SUPPLIED DATA Block Start

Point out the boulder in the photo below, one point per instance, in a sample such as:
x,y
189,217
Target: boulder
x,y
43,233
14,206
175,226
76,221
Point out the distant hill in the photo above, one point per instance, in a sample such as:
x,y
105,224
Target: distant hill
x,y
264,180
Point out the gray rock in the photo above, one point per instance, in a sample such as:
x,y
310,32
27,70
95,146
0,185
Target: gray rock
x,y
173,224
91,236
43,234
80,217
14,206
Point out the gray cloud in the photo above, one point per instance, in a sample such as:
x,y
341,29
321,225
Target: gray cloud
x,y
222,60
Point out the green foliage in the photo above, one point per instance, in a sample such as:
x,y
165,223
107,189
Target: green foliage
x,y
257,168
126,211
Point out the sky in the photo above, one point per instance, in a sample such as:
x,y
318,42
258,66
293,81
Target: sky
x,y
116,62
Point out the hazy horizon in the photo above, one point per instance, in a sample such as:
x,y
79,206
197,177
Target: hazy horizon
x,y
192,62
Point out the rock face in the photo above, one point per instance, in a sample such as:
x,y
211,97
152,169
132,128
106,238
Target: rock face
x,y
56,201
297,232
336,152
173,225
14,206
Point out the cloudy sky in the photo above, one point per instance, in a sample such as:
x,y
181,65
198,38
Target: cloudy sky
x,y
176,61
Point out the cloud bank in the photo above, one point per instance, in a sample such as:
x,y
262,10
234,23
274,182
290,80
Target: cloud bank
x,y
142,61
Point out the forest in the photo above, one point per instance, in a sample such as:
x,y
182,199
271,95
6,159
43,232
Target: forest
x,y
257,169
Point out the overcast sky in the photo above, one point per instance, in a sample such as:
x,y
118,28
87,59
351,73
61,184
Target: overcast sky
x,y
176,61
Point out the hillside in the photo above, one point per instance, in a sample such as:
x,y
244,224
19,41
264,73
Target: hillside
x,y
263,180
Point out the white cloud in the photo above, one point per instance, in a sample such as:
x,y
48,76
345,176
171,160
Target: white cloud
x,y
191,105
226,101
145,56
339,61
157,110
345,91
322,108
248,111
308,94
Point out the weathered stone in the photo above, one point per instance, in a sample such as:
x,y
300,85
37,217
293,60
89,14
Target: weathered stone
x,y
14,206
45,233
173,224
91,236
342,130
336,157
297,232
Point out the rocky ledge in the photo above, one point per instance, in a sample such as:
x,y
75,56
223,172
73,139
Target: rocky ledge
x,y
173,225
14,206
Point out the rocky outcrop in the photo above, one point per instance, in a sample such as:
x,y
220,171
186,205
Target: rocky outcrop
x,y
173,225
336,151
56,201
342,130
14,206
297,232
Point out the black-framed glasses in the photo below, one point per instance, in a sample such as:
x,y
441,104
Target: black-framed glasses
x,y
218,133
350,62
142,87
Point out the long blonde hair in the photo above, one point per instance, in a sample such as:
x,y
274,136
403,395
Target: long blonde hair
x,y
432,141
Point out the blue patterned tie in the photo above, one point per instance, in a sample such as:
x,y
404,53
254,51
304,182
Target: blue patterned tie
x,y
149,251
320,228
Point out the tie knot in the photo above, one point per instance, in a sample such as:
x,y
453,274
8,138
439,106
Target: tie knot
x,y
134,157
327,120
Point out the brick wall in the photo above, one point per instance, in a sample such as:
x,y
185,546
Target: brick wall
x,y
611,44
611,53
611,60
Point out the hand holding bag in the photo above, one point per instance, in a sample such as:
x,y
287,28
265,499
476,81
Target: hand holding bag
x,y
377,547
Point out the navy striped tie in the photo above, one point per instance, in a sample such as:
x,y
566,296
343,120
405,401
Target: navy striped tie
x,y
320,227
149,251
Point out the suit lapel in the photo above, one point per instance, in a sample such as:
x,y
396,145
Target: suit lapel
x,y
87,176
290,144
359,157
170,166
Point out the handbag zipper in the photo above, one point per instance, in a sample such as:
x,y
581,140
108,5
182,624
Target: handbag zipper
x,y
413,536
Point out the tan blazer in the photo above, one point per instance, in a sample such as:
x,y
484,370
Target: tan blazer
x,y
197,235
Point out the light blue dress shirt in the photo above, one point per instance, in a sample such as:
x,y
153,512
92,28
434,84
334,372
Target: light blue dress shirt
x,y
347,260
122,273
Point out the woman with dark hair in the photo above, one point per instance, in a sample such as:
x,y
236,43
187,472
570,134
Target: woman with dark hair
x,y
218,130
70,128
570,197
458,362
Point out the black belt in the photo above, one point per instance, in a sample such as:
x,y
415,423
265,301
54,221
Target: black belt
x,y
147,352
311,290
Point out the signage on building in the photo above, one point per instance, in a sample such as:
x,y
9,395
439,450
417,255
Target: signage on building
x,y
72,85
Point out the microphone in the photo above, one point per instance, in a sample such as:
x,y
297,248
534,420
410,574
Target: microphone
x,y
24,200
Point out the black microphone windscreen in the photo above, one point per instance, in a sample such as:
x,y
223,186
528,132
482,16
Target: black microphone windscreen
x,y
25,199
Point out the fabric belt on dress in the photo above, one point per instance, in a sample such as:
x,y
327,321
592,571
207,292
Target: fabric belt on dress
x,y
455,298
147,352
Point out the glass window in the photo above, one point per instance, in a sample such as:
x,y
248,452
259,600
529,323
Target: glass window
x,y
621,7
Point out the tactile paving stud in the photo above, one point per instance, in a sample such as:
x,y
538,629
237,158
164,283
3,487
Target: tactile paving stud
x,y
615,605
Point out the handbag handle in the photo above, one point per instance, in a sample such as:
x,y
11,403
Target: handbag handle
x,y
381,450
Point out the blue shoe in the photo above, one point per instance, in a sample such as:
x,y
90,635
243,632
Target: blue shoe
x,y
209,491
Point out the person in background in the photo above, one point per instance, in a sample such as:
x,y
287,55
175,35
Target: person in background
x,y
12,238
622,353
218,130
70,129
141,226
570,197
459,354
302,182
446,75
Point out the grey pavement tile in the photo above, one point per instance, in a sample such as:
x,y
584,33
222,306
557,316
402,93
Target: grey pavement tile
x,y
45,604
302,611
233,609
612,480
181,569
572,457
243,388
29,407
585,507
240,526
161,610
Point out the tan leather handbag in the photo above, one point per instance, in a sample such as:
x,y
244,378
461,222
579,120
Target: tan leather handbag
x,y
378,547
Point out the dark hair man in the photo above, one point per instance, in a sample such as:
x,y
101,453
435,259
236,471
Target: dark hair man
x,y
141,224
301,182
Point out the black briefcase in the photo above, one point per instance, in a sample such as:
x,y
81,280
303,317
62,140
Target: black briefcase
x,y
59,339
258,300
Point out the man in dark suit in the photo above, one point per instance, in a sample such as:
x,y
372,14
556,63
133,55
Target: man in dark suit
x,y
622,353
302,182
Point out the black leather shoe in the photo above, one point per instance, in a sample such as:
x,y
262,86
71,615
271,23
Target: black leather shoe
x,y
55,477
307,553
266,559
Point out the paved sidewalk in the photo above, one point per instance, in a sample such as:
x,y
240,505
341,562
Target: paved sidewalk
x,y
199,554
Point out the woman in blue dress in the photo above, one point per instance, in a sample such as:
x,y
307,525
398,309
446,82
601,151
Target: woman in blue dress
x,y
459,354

SUPPLIED DATA Block End

[THE TASK]:
From the records above, extract every line exactly as it stands.

[SOLUTION FOR THIS TASK]:
Point out the boulder in the photo below, one point per instance, in a sample such as:
x,y
189,217
Target: boulder
x,y
43,233
14,206
175,226
76,221
Point out the distant hill in the photo above, one point per instance, in a sample such as:
x,y
105,224
Target: distant hill
x,y
264,180
Point out the gray rock in the photo above, one point per instance, in a sample such as:
x,y
310,32
27,70
95,146
0,185
Target: gray rock
x,y
173,224
91,236
43,234
80,217
14,206
Point out the gray cloud in the photo above, one point per instance, in a sample such as:
x,y
341,29
321,225
Target: gray cloud
x,y
222,60
Point out the green foliage in the photo above, one point per instance, in a sample such as:
x,y
165,223
107,189
Target: green foliage
x,y
257,168
126,211
Point out the sky in the photo above, one point per instance, in a sample such as:
x,y
318,42
258,66
293,81
Target: sky
x,y
116,62
Point out the hazy horizon in the photo above, one point per instance, in a sample such as:
x,y
79,206
197,177
Target: hazy horizon
x,y
192,62
Point out the rock face in the photo above, one point per instance, in a sample such as:
x,y
211,97
152,169
132,128
106,238
Target: rock face
x,y
56,201
297,232
336,152
173,225
14,206
Point out the cloudy sky in the photo above, one point per instance, in a sample such as:
x,y
181,65
198,38
Target: cloudy sky
x,y
176,61
Point out the cloud bank in the photo above, one point per instance, in a sample such as:
x,y
262,10
234,23
274,182
290,80
Target: cloud bank
x,y
142,61
Point out the forest in the photo above, one point per instance, in a sample such as:
x,y
182,199
271,95
6,159
43,232
Target: forest
x,y
257,169
Point out the overcast sky in the photo above, one point per instance, in a sample such as:
x,y
118,28
87,59
351,73
61,184
Target: overcast sky
x,y
176,61
Point out the hillside in the photo above, one point per instance, in a sample such as:
x,y
244,224
19,41
264,73
Target: hillside
x,y
263,180
Point out the white cloud in the photo above, one point per instance, in a sample such as:
x,y
48,76
345,176
171,160
Target: white cloud
x,y
191,105
226,101
145,56
339,61
157,110
345,91
322,108
248,111
308,94
Point out the weathered stone in the photo above, one point per instance, in a sample such as:
x,y
300,85
37,217
293,60
89,14
Target: weathered stone
x,y
14,206
45,233
173,224
91,236
342,130
336,157
297,232
Point out the rocky ledge in the photo above, one point per instance, in a sample such as:
x,y
75,56
223,172
73,139
Target: rocky ledge
x,y
173,225
14,206
Point out the rocky outcrop in the photo above, one point per instance, in a sample such as:
x,y
220,171
186,205
Target: rocky outcrop
x,y
173,225
336,151
56,201
342,130
14,206
297,232
Point out the black-framed glasses in the photo below, one point per instance, in a sample such as:
x,y
441,104
Target: black-framed glasses
x,y
218,133
350,62
142,87
Point out the long blonde hair in the photo above, one point per instance, in a sample such as:
x,y
274,136
403,395
Target: long blonde hair
x,y
432,141
Point out the blue patterned tie in the photo above, one point per instance, in a sample such as:
x,y
404,53
254,51
304,182
Target: blue patterned tie
x,y
149,251
320,228
Point out the tie knot in the photo above, one point per instance, in a sample such as:
x,y
453,274
8,138
439,106
Target: tie knot
x,y
134,157
327,120
Point out the brick wall in the photo above, one point per instance, in a sample such as:
x,y
185,546
Target: brick wall
x,y
611,44
611,53
611,60
Point out the hand holding bag in the photo above, one point per instance, in a sample such as:
x,y
287,28
265,499
476,81
Target: hand holding bag
x,y
377,547
Point out the navy striped tie in the photo above, one point per instance, in a sample such as:
x,y
566,296
343,120
405,401
Target: navy striped tie
x,y
320,227
149,251
Point out the suit lapel in the photo above, one point per instance, in a sample such as:
x,y
396,145
Target: suit lapel
x,y
87,176
290,144
359,157
170,166
Point out the handbag zipper in the photo above, one point per instance, in a sample such as:
x,y
581,140
108,5
182,624
Target: handbag zipper
x,y
413,536
Point out the tan blazer in the photo above, one point per instance, in a sample such as:
x,y
484,370
Target: tan blazer
x,y
197,235
Point out the light blue dress shirt in the photo above, one point per instance, in a sample such as:
x,y
153,512
92,28
434,84
334,372
Target: light blue dress shirt
x,y
347,260
122,273
Point out the woman with dark hair in the photo above, one point per instance, in a sample such as:
x,y
236,43
187,472
570,134
Target: woman with dark hair
x,y
218,130
70,128
570,197
458,362
Point out the black belt in the photo above, one point per instance, in a sample such as:
x,y
415,423
265,301
54,221
Target: black belt
x,y
147,352
311,290
Point out the signage on building in the photo above, one point per instance, in a sample such as:
x,y
9,395
439,450
417,255
Target: signage on building
x,y
72,85
Point out the microphone in the photo above, one point per instance, in a sample such as:
x,y
297,248
534,420
410,574
Target: microphone
x,y
24,200
Point out the black microphone windscreen in the photo above, one point per instance, in a sample such as:
x,y
223,186
528,132
482,16
Target: black microphone windscreen
x,y
25,199
Point out the fabric belt on dress in the photo above, one point per instance, in a sample such as:
x,y
327,321
592,571
207,292
Target: fabric belt on dress
x,y
455,298
147,352
Point out the glass window in the photo above, one point per instance, in a sample such as:
x,y
248,452
259,600
529,323
Target: glass window
x,y
621,7
Point out the tactile paving stud in the photo above, one point per instance, in a sample such as:
x,y
538,629
237,158
164,283
3,487
Target: tactile paving stud
x,y
615,605
Point out the handbag handle in the photo above, one point per instance, in a sample such as:
x,y
11,403
Target: handbag handle
x,y
381,450
Point out the blue shoe in the photo above, one point per instance, in a sample such as:
x,y
90,635
243,632
Target: blue shoe
x,y
209,491
Point out the person in background in the photo above, one point per instance, in a sample such as:
x,y
287,55
175,35
Target: person in background
x,y
12,238
622,353
218,130
70,129
141,226
570,197
459,354
302,182
446,75
Point out the grey pavement tile in the photo above, one point per instance, in a sample such as:
x,y
584,33
222,306
557,316
402,93
Target: grey pavement tile
x,y
45,604
302,611
233,609
612,480
181,569
572,457
243,388
29,407
585,507
240,526
161,610
Point out the tan leather handbag in the photo above, one point per instance, in a sample such as:
x,y
244,378
461,222
579,120
Target: tan leather handbag
x,y
378,547
Point out the dark hair man in the photo above, one point per instance, in a sample such as:
x,y
101,453
435,259
236,471
Target: dark hair man
x,y
141,224
301,182
Point out the black briefcase in the photo above, one point per instance, in a sample such as:
x,y
81,280
303,317
62,140
Target: black briefcase
x,y
59,339
258,300
Point out the man in dark suit in the photo above, one point per instance, in a sample such as:
x,y
372,14
556,63
133,55
Target: man in dark suit
x,y
622,353
302,182
Point out the black leather shoe in the photo above, one point per instance, in a sample such as:
x,y
262,86
71,615
271,23
Target: black leather shoe
x,y
55,477
307,553
266,559
Point out the paved sidewalk in the photo above, one point per instance, in a sample such as:
x,y
240,505
341,562
Target: paved sidewalk
x,y
199,554
Point out the woman in blue dress in the photo above, one point per instance, in a sample such as:
x,y
307,525
398,309
446,82
601,151
Target: woman in blue dress
x,y
459,354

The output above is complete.